» What needs to be done:
Find "TARGET = scattered coffee beans" below and begin at its line; stop after the line with "TARGET = older man in beanie". Output those lines exactly, without pictures.
═════ Task input ═════
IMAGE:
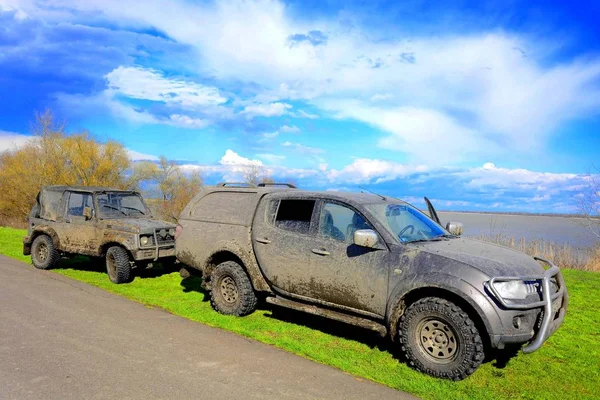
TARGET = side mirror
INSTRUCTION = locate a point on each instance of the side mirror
(87, 213)
(454, 228)
(366, 238)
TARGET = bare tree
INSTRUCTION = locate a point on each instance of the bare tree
(253, 173)
(174, 187)
(589, 203)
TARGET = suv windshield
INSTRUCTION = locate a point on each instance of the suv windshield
(406, 222)
(121, 204)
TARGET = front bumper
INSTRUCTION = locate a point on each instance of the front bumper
(554, 306)
(154, 253)
(27, 246)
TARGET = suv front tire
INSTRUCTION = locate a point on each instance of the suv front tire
(43, 252)
(118, 265)
(231, 290)
(440, 339)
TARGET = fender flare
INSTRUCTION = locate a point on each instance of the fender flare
(479, 303)
(46, 230)
(248, 260)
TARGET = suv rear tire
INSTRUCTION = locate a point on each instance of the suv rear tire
(118, 265)
(232, 292)
(440, 339)
(43, 253)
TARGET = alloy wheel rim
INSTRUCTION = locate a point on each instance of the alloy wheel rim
(437, 340)
(42, 252)
(229, 290)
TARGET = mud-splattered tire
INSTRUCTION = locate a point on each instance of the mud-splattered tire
(43, 253)
(232, 292)
(438, 338)
(118, 265)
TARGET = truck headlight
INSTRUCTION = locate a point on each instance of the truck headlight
(513, 290)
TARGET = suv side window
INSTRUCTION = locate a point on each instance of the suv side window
(340, 222)
(77, 202)
(295, 215)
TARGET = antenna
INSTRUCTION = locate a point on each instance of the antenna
(376, 194)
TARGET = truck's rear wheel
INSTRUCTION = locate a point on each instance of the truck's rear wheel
(440, 339)
(118, 265)
(43, 253)
(232, 292)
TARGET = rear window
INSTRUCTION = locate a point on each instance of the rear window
(295, 215)
(226, 207)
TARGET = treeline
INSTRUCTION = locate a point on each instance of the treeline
(54, 158)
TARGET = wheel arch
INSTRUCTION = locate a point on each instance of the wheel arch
(44, 230)
(249, 265)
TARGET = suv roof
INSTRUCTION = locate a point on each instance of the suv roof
(90, 189)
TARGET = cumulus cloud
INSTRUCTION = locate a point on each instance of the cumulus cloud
(266, 110)
(11, 140)
(456, 94)
(148, 84)
(302, 149)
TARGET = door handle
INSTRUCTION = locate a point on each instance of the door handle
(321, 252)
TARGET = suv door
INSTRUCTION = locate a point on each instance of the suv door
(282, 236)
(81, 233)
(345, 274)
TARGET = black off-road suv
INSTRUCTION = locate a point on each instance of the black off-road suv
(374, 262)
(97, 222)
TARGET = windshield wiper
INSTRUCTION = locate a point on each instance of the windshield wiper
(114, 208)
(133, 208)
(433, 239)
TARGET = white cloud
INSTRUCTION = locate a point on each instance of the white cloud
(11, 140)
(475, 91)
(302, 148)
(137, 156)
(185, 121)
(148, 84)
(234, 159)
(289, 129)
(266, 110)
(271, 158)
(363, 170)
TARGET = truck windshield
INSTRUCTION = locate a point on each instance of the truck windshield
(120, 205)
(407, 223)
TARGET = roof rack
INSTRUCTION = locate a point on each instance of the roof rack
(235, 184)
(264, 184)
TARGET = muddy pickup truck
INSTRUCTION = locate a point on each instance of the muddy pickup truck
(374, 262)
(97, 222)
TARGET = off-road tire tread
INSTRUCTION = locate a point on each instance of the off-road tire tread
(247, 298)
(53, 254)
(123, 266)
(474, 349)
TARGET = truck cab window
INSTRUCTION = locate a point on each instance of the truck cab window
(295, 215)
(340, 222)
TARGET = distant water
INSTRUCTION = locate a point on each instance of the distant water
(531, 227)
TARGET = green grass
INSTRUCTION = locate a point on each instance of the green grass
(567, 366)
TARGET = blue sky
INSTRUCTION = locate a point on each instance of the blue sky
(478, 105)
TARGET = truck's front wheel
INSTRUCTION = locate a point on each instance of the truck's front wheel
(118, 266)
(439, 338)
(43, 253)
(232, 292)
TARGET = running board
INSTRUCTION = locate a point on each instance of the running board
(310, 309)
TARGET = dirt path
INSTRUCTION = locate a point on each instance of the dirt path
(63, 339)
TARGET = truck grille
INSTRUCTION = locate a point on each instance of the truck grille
(163, 237)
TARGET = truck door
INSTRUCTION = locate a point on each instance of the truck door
(346, 274)
(81, 231)
(282, 235)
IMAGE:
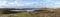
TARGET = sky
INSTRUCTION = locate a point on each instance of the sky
(20, 3)
(29, 3)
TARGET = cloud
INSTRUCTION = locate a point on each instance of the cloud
(19, 4)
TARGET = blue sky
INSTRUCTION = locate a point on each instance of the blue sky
(29, 3)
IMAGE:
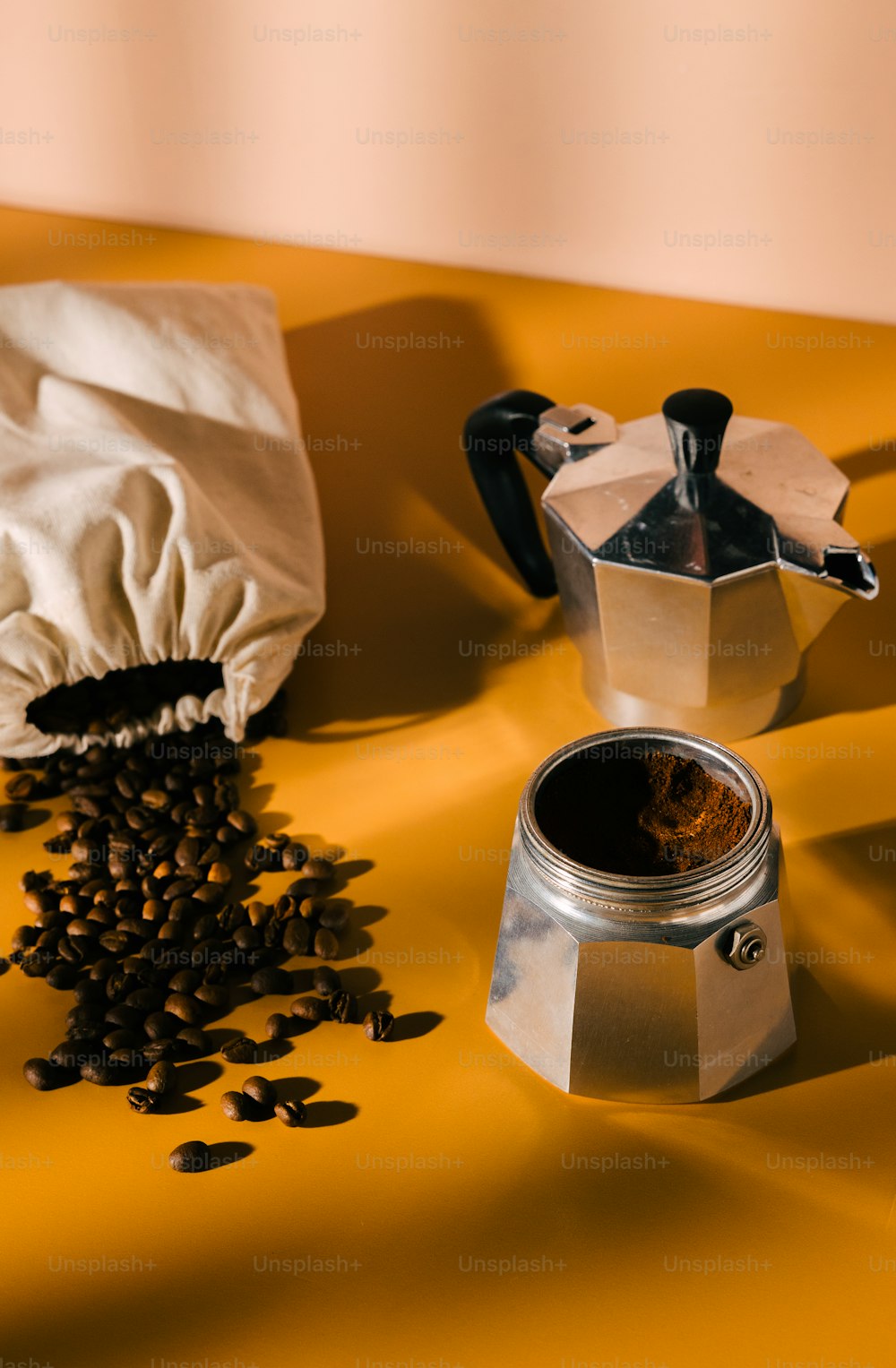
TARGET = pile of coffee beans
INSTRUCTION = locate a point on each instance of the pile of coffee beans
(142, 929)
(121, 698)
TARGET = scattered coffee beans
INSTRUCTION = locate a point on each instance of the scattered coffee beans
(142, 1098)
(160, 1077)
(236, 1106)
(326, 981)
(41, 1074)
(140, 926)
(343, 1007)
(277, 1027)
(239, 1051)
(378, 1025)
(311, 1009)
(260, 1089)
(291, 1114)
(190, 1157)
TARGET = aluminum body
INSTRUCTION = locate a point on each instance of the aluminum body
(695, 620)
(621, 986)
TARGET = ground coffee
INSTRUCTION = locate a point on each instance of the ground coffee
(639, 815)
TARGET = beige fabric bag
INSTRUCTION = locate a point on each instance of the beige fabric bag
(155, 498)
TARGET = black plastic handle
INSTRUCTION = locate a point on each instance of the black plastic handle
(493, 434)
(696, 422)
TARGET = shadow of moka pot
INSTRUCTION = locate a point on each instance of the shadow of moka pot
(696, 555)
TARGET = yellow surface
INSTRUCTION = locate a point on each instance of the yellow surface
(410, 739)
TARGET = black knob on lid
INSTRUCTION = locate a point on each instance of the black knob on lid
(696, 422)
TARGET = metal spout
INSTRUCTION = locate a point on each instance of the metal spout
(825, 550)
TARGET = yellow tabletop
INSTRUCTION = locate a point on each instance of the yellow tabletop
(449, 1207)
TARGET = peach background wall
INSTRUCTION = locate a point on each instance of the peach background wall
(739, 152)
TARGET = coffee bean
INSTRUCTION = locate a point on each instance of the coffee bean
(190, 1157)
(271, 980)
(147, 999)
(290, 1113)
(238, 1051)
(230, 916)
(185, 981)
(260, 1089)
(161, 1077)
(187, 1009)
(164, 1048)
(246, 937)
(119, 1038)
(297, 937)
(326, 944)
(259, 913)
(194, 1040)
(236, 1106)
(213, 994)
(41, 1074)
(69, 1054)
(343, 1007)
(129, 1018)
(303, 888)
(142, 1100)
(62, 976)
(242, 822)
(90, 991)
(321, 869)
(100, 1071)
(186, 851)
(164, 1023)
(326, 981)
(378, 1025)
(311, 1009)
(126, 1058)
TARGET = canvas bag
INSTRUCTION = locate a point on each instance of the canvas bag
(156, 501)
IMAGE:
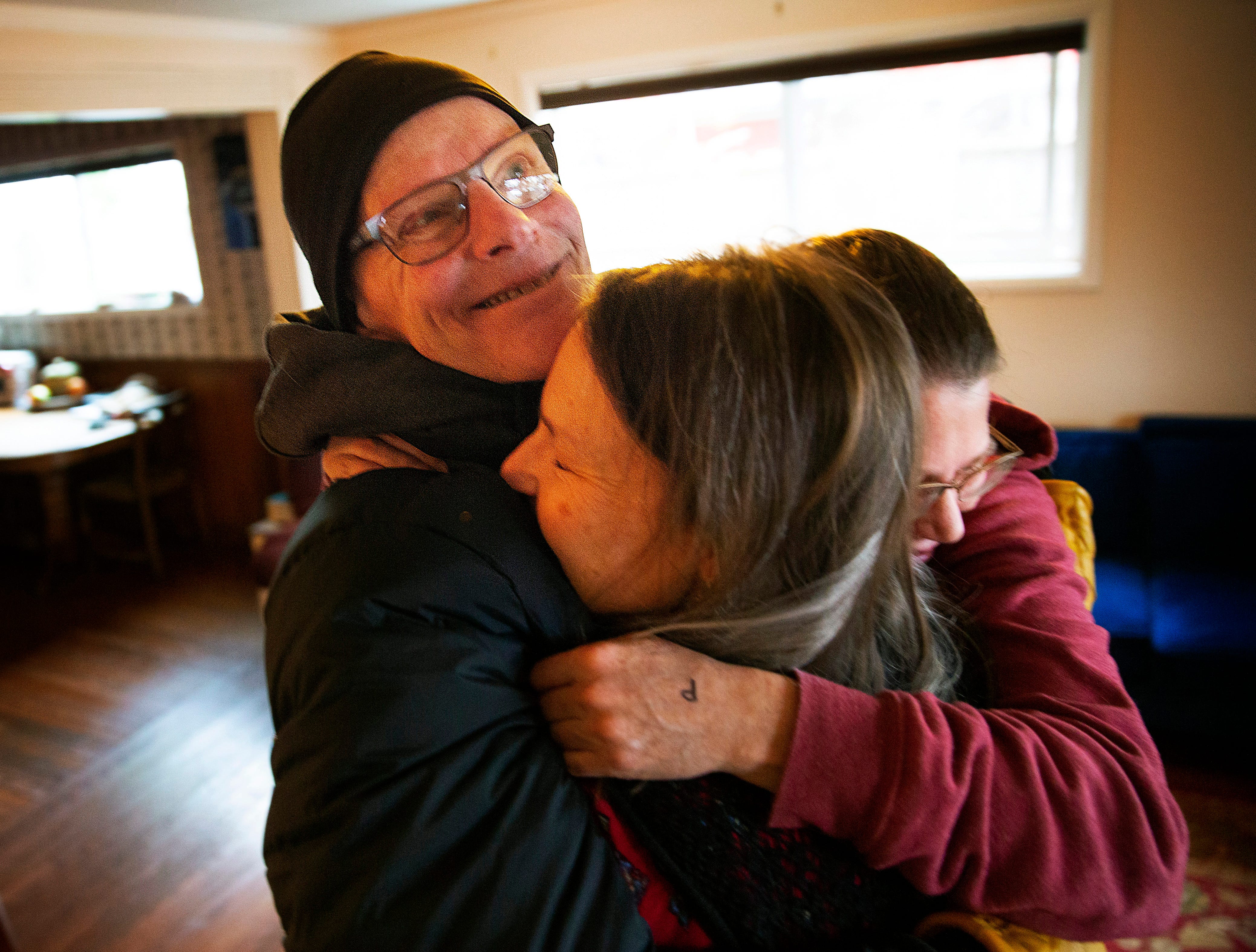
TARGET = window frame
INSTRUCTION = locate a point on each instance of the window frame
(100, 161)
(877, 43)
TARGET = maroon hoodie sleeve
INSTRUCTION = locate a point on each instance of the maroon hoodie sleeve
(1048, 808)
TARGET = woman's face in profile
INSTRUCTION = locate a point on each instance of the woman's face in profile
(601, 495)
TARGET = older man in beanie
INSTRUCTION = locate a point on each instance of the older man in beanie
(419, 801)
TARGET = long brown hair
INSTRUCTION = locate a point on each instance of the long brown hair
(948, 325)
(780, 393)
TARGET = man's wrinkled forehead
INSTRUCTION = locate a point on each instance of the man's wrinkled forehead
(436, 142)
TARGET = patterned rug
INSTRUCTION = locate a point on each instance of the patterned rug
(1219, 905)
(1219, 914)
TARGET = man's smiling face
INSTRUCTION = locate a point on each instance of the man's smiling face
(500, 303)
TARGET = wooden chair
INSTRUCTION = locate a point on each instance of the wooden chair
(161, 464)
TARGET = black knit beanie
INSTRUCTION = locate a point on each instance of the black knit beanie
(332, 139)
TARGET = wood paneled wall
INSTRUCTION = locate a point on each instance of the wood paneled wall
(237, 473)
(228, 323)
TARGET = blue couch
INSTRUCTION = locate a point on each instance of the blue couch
(1176, 529)
(1175, 519)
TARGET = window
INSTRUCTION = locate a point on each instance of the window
(86, 239)
(968, 147)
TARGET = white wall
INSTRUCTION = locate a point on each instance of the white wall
(1171, 327)
(61, 60)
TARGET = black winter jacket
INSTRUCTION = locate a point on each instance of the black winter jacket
(420, 803)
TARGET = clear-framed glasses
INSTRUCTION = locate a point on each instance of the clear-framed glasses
(978, 480)
(431, 222)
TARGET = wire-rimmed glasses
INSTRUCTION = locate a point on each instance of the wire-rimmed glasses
(431, 222)
(978, 480)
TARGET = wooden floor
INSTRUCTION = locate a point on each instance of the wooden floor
(135, 778)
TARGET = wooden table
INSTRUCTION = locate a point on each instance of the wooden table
(47, 445)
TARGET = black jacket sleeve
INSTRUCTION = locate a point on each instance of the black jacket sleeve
(420, 803)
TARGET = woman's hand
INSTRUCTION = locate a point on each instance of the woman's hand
(643, 709)
(347, 456)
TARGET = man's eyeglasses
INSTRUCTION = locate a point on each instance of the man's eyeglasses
(978, 480)
(431, 222)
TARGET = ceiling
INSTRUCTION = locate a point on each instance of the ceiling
(312, 13)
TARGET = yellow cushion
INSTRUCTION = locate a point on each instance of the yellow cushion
(1074, 507)
(1000, 936)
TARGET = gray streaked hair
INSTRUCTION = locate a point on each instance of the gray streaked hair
(782, 395)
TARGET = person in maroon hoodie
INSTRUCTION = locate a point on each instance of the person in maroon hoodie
(1048, 804)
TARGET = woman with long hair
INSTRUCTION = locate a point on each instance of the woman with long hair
(727, 458)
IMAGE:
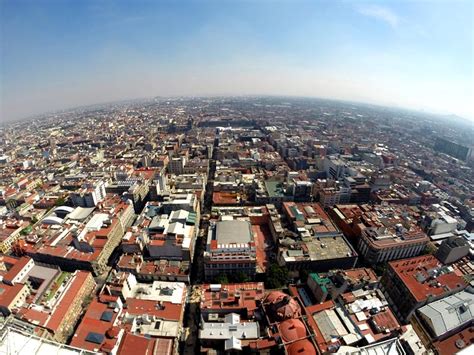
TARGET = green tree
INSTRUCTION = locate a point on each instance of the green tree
═════
» Final answer:
TARGET = scattered coffee beans
INSTRUCTION = locate a point on each instance of the scattered coffee beans
(142, 1098)
(160, 1077)
(236, 1106)
(326, 981)
(41, 1074)
(140, 926)
(343, 1007)
(277, 1027)
(239, 1051)
(378, 1025)
(311, 1009)
(260, 1089)
(291, 1114)
(190, 1157)
TARGET = aluminum body
INSTRUCTION = locate a point on each instance of the aluminum body
(695, 620)
(621, 986)
TARGET = ground coffee
INSTRUCTION = locate a point on each instance of the ground coffee
(639, 815)
TARGET = beige fabric bag
INSTRUCTION = locate a point on each instance of the beige fabric bag
(155, 498)
TARGET = black plastic handle
INSTRUCTION = locate a point on each instance of the black plastic handle
(493, 434)
(696, 422)
TARGET = shadow of moka pot
INSTRUCTION = locate a point on each instance of the shadow of moka pot
(696, 555)
TARGET = yellow surface
INSTRUCTION = locate a point on each instance of the yellow surface
(410, 739)
TARGET = black knob on lid
INSTRUCTION = locate a point on each instance of the black knob on lid
(696, 422)
TARGET = metal spout
INSTRUCTION = locate a point on each instance of the metal spout
(825, 550)
TARGET = yellow tabletop
INSTRUCTION = locate a point on each instance of the yellow tabletop
(449, 1207)
TARGET = peach background wall
INSTRUCTION = locate a point on each instance of the peach background wall
(739, 152)
TARGET = coffee bean
INSTRUCTION = locate a point on each instance of the coffee bean
(190, 1157)
(271, 980)
(147, 999)
(290, 1113)
(238, 1051)
(230, 916)
(185, 981)
(260, 1089)
(161, 1077)
(187, 1009)
(164, 1048)
(246, 937)
(119, 1038)
(297, 937)
(326, 944)
(259, 913)
(194, 1040)
(236, 1106)
(213, 994)
(41, 1074)
(69, 1054)
(343, 1007)
(129, 1018)
(303, 888)
(142, 1100)
(62, 976)
(242, 822)
(90, 991)
(321, 869)
(100, 1071)
(186, 851)
(164, 1023)
(326, 981)
(378, 1025)
(311, 1009)
(126, 1058)
TARGET = canvas bag
INSTRUCTION = locate a point on each instance of the canvas bag
(156, 501)
IMAGE:
TARGET = window frame
INSTRUCTION = locate a point on each instance of the window frame
(100, 161)
(877, 43)
TARGET = maroon hoodie sleeve
INSTRUCTION = locate a point on each instance of the maroon hoodie sleeve
(1048, 808)
TARGET = woman's face in profile
INSTRUCTION = locate a point on each instance of the woman's face in profile
(601, 495)
TARGET = older man in beanie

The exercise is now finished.